[START]

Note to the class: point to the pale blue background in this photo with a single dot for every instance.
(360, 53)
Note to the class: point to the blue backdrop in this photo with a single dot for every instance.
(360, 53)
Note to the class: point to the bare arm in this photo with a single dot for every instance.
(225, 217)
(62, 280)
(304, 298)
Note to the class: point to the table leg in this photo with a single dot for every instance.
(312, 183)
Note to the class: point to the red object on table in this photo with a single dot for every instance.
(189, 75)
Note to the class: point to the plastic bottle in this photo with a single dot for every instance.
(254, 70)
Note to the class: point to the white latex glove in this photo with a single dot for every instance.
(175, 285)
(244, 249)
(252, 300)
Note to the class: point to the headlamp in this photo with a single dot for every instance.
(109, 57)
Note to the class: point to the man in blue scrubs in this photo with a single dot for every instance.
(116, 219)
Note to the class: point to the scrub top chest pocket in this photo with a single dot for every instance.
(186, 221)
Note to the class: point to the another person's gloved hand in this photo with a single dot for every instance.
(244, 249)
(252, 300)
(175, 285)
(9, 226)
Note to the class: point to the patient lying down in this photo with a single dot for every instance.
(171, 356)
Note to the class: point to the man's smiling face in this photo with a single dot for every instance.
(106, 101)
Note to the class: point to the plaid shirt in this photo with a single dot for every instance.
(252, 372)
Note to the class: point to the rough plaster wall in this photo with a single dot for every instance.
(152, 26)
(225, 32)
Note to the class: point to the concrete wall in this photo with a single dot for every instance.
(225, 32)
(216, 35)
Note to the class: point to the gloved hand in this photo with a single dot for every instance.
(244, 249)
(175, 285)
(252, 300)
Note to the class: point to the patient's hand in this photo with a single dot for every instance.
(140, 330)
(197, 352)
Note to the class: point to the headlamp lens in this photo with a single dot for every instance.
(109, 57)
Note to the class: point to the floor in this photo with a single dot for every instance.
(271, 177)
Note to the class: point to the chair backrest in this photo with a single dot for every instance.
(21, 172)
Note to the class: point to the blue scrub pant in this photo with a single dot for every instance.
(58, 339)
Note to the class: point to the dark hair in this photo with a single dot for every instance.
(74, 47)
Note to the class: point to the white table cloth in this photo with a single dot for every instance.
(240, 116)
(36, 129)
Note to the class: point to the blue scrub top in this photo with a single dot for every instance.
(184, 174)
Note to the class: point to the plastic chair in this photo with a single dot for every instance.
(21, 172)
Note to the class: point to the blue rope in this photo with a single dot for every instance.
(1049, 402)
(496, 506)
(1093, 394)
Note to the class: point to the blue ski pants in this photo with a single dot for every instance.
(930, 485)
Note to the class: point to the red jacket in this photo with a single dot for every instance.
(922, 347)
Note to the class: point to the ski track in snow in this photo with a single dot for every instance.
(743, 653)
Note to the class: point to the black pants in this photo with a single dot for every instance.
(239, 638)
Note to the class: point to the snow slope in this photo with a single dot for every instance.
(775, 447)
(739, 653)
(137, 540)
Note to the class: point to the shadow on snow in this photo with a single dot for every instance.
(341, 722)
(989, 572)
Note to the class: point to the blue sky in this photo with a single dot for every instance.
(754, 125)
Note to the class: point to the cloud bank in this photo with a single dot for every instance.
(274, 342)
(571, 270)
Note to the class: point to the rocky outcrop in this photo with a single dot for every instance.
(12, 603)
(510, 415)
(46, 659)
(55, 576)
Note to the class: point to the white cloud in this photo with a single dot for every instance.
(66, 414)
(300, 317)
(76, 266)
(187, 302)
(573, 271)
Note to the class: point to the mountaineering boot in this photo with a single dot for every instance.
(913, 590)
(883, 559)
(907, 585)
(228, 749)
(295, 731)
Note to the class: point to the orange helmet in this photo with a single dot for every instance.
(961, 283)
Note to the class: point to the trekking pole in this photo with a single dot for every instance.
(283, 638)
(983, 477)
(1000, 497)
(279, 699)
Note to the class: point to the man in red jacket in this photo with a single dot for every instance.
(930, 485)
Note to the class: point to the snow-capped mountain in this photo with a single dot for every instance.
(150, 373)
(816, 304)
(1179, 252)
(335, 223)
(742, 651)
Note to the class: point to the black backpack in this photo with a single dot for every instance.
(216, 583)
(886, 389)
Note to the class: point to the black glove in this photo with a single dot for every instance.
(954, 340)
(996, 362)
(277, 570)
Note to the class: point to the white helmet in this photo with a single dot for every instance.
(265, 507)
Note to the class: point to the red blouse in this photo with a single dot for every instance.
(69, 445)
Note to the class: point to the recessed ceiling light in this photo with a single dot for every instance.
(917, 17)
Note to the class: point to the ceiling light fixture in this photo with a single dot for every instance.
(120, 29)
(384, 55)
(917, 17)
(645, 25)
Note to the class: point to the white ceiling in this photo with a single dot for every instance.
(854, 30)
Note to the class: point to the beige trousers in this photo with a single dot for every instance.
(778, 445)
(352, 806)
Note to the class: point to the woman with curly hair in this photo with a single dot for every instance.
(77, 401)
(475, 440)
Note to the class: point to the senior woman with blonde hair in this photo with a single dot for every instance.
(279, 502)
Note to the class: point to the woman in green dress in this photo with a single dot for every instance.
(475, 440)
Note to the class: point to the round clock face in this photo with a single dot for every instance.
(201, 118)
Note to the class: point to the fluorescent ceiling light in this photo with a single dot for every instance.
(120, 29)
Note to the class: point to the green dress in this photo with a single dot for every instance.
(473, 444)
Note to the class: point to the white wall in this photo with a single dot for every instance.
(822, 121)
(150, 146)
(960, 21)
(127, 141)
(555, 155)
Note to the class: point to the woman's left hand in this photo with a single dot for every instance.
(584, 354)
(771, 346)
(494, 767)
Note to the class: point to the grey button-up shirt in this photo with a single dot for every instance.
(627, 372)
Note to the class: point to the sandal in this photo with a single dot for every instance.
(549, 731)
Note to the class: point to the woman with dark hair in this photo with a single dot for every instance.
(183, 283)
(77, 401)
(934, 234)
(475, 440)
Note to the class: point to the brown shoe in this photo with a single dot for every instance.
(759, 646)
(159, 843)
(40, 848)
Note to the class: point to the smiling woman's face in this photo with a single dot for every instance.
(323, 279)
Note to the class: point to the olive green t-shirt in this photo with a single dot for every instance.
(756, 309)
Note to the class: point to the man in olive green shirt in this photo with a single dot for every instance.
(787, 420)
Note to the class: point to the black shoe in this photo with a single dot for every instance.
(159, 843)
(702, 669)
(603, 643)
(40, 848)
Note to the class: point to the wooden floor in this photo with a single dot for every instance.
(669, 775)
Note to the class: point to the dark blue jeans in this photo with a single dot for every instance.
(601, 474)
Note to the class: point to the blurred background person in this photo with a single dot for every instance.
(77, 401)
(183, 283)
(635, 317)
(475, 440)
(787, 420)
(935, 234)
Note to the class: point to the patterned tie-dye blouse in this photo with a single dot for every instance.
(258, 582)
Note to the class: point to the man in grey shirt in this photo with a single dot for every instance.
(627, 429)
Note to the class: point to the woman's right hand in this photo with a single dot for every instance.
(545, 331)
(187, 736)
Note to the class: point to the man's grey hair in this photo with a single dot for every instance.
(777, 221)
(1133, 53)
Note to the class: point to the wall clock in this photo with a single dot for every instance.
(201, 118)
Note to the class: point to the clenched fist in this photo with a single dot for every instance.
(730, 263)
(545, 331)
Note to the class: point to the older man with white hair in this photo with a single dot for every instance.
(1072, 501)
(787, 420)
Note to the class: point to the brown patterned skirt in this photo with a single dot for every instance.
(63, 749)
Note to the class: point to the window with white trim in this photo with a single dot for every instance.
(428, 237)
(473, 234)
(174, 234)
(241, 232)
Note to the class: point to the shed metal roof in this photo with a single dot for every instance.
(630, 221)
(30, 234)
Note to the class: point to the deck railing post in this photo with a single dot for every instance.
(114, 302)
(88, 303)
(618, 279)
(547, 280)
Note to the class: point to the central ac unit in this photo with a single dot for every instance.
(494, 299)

[END]

Exercise goal
All of the entries need to be reproduced exactly; please write them out.

Expected output
Note to the class: point to the pale blue background in this photo with a single dot for every instance.
(360, 53)
Note to the class: point to the blue backdrop in this photo with a single dot for every instance.
(360, 53)
Note to the class: point to the bare arm in this photo with a single dot for every instance.
(225, 217)
(62, 280)
(304, 298)
Note to the class: point to the table leg in this photo with a single dot for every instance.
(312, 183)
Note to the class: point to the red object on table in this photo with a single dot for every instance.
(189, 75)
Note to the class: point to the plastic bottle in this photo with a single dot for every instance.
(254, 70)
Note to the class: point to the white latex glove in this photo with a single dot for every instance.
(175, 285)
(244, 249)
(252, 300)
Note to the class: point to the headlamp in this photo with a single dot for every instance.
(109, 57)
Note to the class: point to the man in blue scrubs in this photo with a single dot for every instance.
(116, 219)
Note to the class: point to the scrub top chest pocket in this photo with a single dot for every instance.
(186, 221)
Note to the class: point to the another person's gloved hand in this photo with a single dot for every instance.
(244, 249)
(252, 300)
(175, 285)
(9, 226)
Note to the class: point to the patient lying down in this photo with a single dot for every instance.
(171, 356)
Note to the class: point to the man's smiling face in this photo with a single dot for every instance.
(106, 101)
Note to the class: point to the plaid shirt in this photo with a single dot for every instance.
(252, 372)
Note to the class: point to the rough plaster wall in this photo with a single dot for every instance.
(152, 26)
(225, 32)
Note to the class: point to the concrete wall in this photo with a single dot for every instance.
(225, 32)
(216, 35)
Note to the class: point to the gloved hand in this photo with a single dot for every instance.
(244, 249)
(175, 285)
(252, 300)
Note to the class: point to the patient's hand in this photo with a single dot for every instance.
(140, 330)
(197, 352)
Note to the class: point to the headlamp lens in this photo with a single dot for every instance.
(109, 57)
Note to the class: point to the floor in this photo with a single dot for every instance.
(271, 177)
Note to the class: point to the chair backrest in this photo with a single dot for every instance.
(21, 172)
Note to the class: point to the blue scrub pant in this photo with a single dot for every instance.
(58, 339)
Note to the class: point to the dark hair in this photo with a single dot for every instance.
(74, 47)
Note to the class: point to the white table cloth in this photo with a single dot for every instance.
(240, 116)
(36, 129)
Note to the class: point to the blue scrub top in this photo with a single dot for every instance.
(184, 174)
Note to the class: point to the plastic chair in this photo with a single dot for every instance.
(21, 172)
Note to the class: point to the blue rope in this photo with a single dot for every instance.
(1049, 402)
(496, 506)
(1093, 394)
Note to the class: point to the blue ski pants in this photo with a single dot for every instance.
(930, 485)
Note to the class: point to the red jacket in this photo with a single dot for every instance.
(922, 347)
Note to the class: point to the ski track in snow in this photo with a single dot for every instance.
(743, 653)
Note to the class: point to the black pants in this photo with a single dot for every instance.
(239, 638)
Note to the class: point to the snow slope in this photo with a single dot for every instance.
(775, 447)
(739, 653)
(137, 540)
Note to the class: point to the shadow on snow in this photo with a single dot for every instance.
(341, 722)
(989, 572)
Note to the class: point to the blue sky in this photo with a single dot for every instance.
(754, 125)
Note to the class: point to the cloud bank in this photo with a single dot for every instance.
(274, 342)
(571, 270)
Note to the class: point to the rocky outcrop in this photo with a single dot for every instance.
(12, 603)
(510, 415)
(46, 659)
(55, 576)
Note to the class: point to the white cloud in this photo with a single dot for every instance.
(66, 414)
(300, 317)
(76, 266)
(187, 302)
(573, 271)
Note to the class: point to the mountaineering boot in this photo with a single dot for every instance.
(913, 590)
(883, 559)
(907, 585)
(228, 749)
(295, 731)
Note to the class: point to the orange helmet in this photo with a single dot for every instance.
(961, 283)
Note to the class: point to the trekking pole in this photo with a single dot for every instance.
(283, 638)
(983, 477)
(1000, 497)
(279, 699)
Note to the class: point to the man in red jacket in this photo with a single dot for every instance.
(930, 485)
Note to the class: point to the snow-capped mountain in this photo with a single dot for every instance.
(150, 373)
(816, 304)
(1179, 252)
(335, 223)
(742, 651)
Note to the class: point to the black backpack in this photo with a single dot for every instance.
(216, 583)
(886, 389)
Note to the class: point to the black glove in this photo with a single dot for every instance.
(954, 340)
(996, 362)
(277, 570)
Note to the class: point to the white helmet in this photo with a single dot for every instance.
(265, 507)
Note to the class: point to the red blouse in this photo with a single dot for every instance.
(69, 445)
Note to the class: point to the recessed ceiling light in this photo with a single dot for every instance.
(917, 17)
Note to the class: point to the ceiling light fixture in this photo with a single dot for every instance.
(120, 29)
(384, 55)
(917, 17)
(645, 25)
Note to the class: point to the white ceiling in this photo with a single dot for every instance.
(854, 30)
Note to the class: point to the beige trousers in this photo with a single dot for every instance.
(778, 445)
(352, 806)
Note to the class: point to the woman with curly hair in this photo with a single dot for every instance.
(77, 401)
(475, 440)
Note to the class: point to the senior woman with blonde hair in this photo with a single dot for every instance.
(279, 502)
Note to the class: point to the woman in green dress in this photo with a single dot for every instance.
(475, 440)
Note to the class: point to the round clock face in this photo with a single dot for every instance.
(201, 118)
Note to the class: point to the fluorescent ceiling light in this photo with a single dot for every instance.
(120, 29)
Note to the class: point to the green dress in this photo with a single dot for every instance.
(473, 444)
Note to the class: point to the white wall in this photo with a single dot for every instance.
(822, 121)
(150, 146)
(960, 21)
(127, 141)
(555, 155)
Note to the class: point to the woman's left hand in this photo with a single dot for every instance.
(584, 354)
(771, 346)
(494, 767)
Note to the class: point to the grey button-up shirt in this photo with a single dot for every instance.
(627, 372)
Note to the class: point to the sandal in this photo with a single dot for every instance.
(549, 731)
Note to the class: point to the woman with dark hair in this photo with a single dot for every instance.
(183, 283)
(77, 401)
(934, 234)
(475, 440)
Note to the class: point to the brown shoe in this photo with a single dot for every instance.
(759, 646)
(159, 843)
(40, 848)
Note to the class: point to the smiling woman's face in this photo with a single dot for every instance.
(323, 279)
Note to the class: point to the olive green t-shirt in this photo with a single dot for every instance.
(756, 309)
Note to the class: point to the man in olive green shirt in this photo with a single dot for every instance.
(787, 420)
Note to the class: point to the black shoe in this photo with a single dot for every instance.
(159, 843)
(702, 669)
(603, 643)
(40, 848)
Note to the class: point to the wooden floor in this photo with a single dot for every instance.
(669, 775)
Note to the class: point to the dark blue jeans in this photo with a single dot for every instance.
(601, 474)
Note to the class: point to the blurred background person in this photo with a single dot for every instance.
(77, 401)
(183, 283)
(635, 317)
(475, 440)
(787, 420)
(935, 234)
Note to the class: point to the patterned tie-dye blouse in this photo with a single dot for every instance.
(258, 582)
Note to the class: point to the man in grey shirt in this photo with a single dot for every instance.
(627, 429)
Note to the class: point to the woman's right hand in this photo with a single dot for every instance.
(545, 331)
(187, 736)
Note to the class: point to the man's grey hair in this photo with a single dot for every instance.
(777, 221)
(1133, 53)
Note to the class: point to the wall clock in this photo with a single dot for every instance.
(201, 118)
Note to the class: point to the clenched fist in this photo with a single dot for every instance.
(730, 263)
(545, 331)
Note to the class: point to the older man with white hair in this photo with a single dot for every instance.
(1072, 501)
(787, 420)
Note to the class: point to the brown patterned skirt in this photo with a single dot for every instance.
(63, 749)
Note to the class: point to the window with white trim in this photo with a single dot for every instance.
(428, 237)
(473, 234)
(174, 234)
(241, 232)
Note to the class: point to the shed metal roof in this photo with a single dot for every instance.
(630, 221)
(30, 234)
Note to the class: point to the deck railing post in this photo with a single dot for every instance.
(114, 302)
(88, 303)
(618, 279)
(547, 280)
Note to the class: point to the central ac unit in this photo with a single dot for every instance.
(494, 299)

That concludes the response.